Retype the listing below line for line, without changing any characters, and leave out the pictures.
** BEGIN Working data **
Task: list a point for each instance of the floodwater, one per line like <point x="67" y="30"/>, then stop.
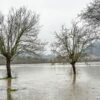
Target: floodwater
<point x="51" y="82"/>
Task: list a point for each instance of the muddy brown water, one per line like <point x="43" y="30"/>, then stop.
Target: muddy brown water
<point x="51" y="82"/>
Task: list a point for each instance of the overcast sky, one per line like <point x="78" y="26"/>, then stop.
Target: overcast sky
<point x="53" y="13"/>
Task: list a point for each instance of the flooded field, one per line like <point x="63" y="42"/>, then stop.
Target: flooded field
<point x="51" y="82"/>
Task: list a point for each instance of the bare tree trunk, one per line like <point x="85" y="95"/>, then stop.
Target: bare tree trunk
** END Working data **
Result for this exercise »
Task: list a point for each instance of the floodwater, one per line like <point x="67" y="30"/>, then stop.
Target: floodwater
<point x="51" y="82"/>
Task: list a point for each instance of the muddy brown water, one per line like <point x="43" y="30"/>, then stop.
Target: muddy brown water
<point x="51" y="82"/>
Task: list a point for each instance of the overcast sky, one per line like <point x="78" y="26"/>, then stop.
Target: overcast sky
<point x="53" y="13"/>
Task: list a point for each instance of the flooded field, one per line like <point x="63" y="42"/>, then stop.
Target: flooded field
<point x="51" y="82"/>
Task: list a point for each instance of the bare tree trunk, one per line like <point x="85" y="95"/>, then stop.
Target: bare tree trunk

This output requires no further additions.